YOUR TASK: Print out every line, exactly as written.

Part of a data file
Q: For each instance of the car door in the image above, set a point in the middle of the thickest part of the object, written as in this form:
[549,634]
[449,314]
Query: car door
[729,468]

RESULT:
Q: For each instance of the car door in the image above, set a point in the middle of the thickest part of the object, written as in this form:
[549,634]
[449,314]
Query: car door
[729,468]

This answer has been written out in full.